#### DOCUMENT SEGMENT
While much has changed in the 84 years between 1932 and 2016 in terms of what people wear to the beach and the activities they engage in once they are there, very little has changed in terms of the danger posed by beach umbrellas. They remain little more than unguided missiles just waiting to be launched haphazardly into the air or along the ground by a strong gust of wind. Since cell phones now capture almost everything on video, a number of instances where several large beach umbrellas are shown blowing around populated beaches can be found on YouTube under such titles as: (1) “Dance of the Umbrellas;” (2) “Beach Family Ignores Flying Umbrella;” and (3) “Flying Beach Umbrellas.”

For the most part, these occurrences are often perceived as more comical than serious with lifeguards or resort employees chasing the umbrellas along the beach or even into the water. However, as I observed at the press conference for my seriously injured client Phyllis Caliano-Bahaj: “It’s no joke.”Unfortunately, with all of the litigation-driven advances in technology and safety in motor vehicles, consumer products, construction practices and medical care, beach umbrellas have somehow escaped improvement.

Most beach umbrellas are still simply stuck into the sand or a sleeve in a weighted base where they are just one wind gust away from causing a catastrophe. Life guards, parks department and resort employees as well as members of the public continue to treat beach umbrellas as a harmless devices that shade people from the sun instead of the “hazards” I warned the public about over 10 years ago and the New York Courts identified as a “danger” as far back as 1932. Regrettably, none of this helped Lottie Michelle Belk on June 22, when she was at “her favorite place,” Virginia Beach “celebrating her birthday and a marriage anniversary.” As the Washington Post reported (as did many other news outlets): “A big gust of wind lifted a beach umbrella out of the sand, blew it down, and struck Belk in the torso. She later died at a Virginia Beach hospital.” The article went on to state: While incidents have happened with beach umbrellas, it is rare for one to result in a death, many local rescuers said. A man from Henrico County in Virginia lost his eye after a wind-blown beach umbrella struck him last year at Bethany Beach in Delaware.”

An emergency service worker said “from time to time, people get hit by flying umbrellas or flying debris.” But, he said, “I’ve never heard of someone dying.” (Well, now you have.) While plaintiffs’ trial lawyers are often depicted as the “bad guys” who encourage frivolous law suits designed to earn their clients undeserved recoveries and enormous legal fees for themselves, quite the opposite is true. It is really those attorneys alone who are willing to spend years of their time and risk huge sums of their own money to fund groundbreaking litigation for catastrophically injured (or dead) clients who have made motor vehicles, planes, trains and countless other products safer; doctors, hospitals and pharmaceutical companies more accountable; construction sites safer for workers; and municipalities more responsible for their police departments. That is what makes Lottie Michelle Belk’s death all the more tragic. From all accounts, this was a kind, gentle lady who simply wanted to celebrate her birthday and anniversary at the place she loved best, the beach.

#### EXTRACTED MATERIAL

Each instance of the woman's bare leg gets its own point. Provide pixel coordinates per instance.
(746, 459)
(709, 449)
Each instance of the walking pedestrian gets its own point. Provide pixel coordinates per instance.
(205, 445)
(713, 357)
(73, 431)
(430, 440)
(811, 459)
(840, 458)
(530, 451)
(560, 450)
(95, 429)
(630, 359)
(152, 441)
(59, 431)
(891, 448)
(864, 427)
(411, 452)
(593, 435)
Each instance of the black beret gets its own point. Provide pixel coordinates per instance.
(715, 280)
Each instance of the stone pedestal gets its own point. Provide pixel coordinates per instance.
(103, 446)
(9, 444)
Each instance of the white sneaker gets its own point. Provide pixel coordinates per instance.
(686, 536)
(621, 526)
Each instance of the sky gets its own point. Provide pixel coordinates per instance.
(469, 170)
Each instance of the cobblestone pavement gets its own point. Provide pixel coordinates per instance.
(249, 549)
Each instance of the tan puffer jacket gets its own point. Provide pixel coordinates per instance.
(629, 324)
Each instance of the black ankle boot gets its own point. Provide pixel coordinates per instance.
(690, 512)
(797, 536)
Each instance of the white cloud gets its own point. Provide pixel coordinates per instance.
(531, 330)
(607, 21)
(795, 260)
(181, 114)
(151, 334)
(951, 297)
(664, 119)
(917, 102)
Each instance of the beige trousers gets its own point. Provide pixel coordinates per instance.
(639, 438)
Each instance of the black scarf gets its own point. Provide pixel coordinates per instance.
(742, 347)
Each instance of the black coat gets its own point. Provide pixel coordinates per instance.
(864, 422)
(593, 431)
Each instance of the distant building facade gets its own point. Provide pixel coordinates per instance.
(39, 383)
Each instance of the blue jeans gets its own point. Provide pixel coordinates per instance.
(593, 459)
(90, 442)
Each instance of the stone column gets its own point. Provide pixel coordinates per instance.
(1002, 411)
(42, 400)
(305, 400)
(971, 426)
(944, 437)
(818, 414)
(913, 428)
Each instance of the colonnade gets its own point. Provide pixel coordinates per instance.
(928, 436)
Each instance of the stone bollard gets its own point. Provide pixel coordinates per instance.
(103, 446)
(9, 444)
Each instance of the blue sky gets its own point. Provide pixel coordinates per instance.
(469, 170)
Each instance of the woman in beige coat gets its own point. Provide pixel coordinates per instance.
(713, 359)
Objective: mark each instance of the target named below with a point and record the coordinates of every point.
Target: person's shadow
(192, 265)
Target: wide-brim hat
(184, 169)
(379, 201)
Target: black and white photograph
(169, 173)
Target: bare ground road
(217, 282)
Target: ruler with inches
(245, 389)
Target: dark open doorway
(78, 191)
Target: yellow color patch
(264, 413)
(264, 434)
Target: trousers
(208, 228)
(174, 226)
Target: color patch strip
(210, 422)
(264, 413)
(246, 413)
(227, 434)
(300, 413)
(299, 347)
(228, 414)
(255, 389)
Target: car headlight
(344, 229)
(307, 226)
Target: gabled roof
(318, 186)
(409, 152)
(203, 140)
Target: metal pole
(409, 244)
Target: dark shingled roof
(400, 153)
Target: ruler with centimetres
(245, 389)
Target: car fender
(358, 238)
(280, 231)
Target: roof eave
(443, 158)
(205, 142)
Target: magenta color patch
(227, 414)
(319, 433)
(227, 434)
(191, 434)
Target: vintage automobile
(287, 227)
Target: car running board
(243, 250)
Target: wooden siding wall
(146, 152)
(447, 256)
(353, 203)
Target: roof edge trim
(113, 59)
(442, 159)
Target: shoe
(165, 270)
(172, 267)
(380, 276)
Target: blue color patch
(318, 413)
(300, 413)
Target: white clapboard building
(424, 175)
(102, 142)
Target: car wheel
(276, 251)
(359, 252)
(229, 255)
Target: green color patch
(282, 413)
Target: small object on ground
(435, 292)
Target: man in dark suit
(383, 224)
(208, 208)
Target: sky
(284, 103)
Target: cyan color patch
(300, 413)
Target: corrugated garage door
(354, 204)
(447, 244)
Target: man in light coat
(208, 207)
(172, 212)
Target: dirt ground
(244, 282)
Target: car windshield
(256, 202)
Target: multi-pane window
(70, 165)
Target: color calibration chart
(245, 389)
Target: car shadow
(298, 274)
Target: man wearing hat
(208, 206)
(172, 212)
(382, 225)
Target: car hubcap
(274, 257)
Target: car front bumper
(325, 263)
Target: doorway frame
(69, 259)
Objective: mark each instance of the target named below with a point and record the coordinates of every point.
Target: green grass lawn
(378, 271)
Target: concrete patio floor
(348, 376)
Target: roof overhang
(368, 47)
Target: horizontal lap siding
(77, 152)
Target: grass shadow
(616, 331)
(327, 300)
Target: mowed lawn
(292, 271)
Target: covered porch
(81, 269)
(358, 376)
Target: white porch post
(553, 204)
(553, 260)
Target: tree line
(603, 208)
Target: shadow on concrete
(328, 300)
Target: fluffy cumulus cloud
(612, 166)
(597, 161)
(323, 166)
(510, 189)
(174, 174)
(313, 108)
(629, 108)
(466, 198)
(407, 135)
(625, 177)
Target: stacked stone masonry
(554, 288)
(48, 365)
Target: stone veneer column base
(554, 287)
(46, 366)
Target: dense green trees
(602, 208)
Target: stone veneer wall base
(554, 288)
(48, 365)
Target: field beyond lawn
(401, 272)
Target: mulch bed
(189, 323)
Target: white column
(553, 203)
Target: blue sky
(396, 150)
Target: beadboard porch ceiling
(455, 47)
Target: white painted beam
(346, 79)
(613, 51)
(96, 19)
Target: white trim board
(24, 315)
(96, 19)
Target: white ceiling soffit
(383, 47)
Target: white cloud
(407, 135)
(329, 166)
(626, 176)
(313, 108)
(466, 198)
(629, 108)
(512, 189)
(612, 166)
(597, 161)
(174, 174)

#### PROMPT 1
Write out a portion of the beach umbrella article word for word, beginning at the words "For the most" and stopping after the words "somehow escaped improvement.".
#### PROMPT 2
According to the beach umbrella article, where was the man from Henrico County when a wind-blown beach umbrella struck him and cost him his eye?
#### PROMPT 3
Render the following sentence from the beach umbrella article in Spanish: "She later died at a Virginia Beach hospital."

#### RESPONSE AREA 1
For the most part, these occurrences are often perceived as more comical than serious with lifeguards or resort employees chasing the umbrellas along the beach or even into the water. However, as I observed at the press conference for my seriously injured client Phyllis Caliano-Bahaj: “It’s no joke.”Unfortunately, with all of the litigation-driven advances in technology and safety in motor vehicles, consumer products, construction practices and medical care, beach umbrellas have somehow escaped improvement.

#### RESPONSE AREA 2
Bethany Beach in Delaware.

#### RESPONSE AREA 3
Más tarde murió en un hospital de Virginia Beach.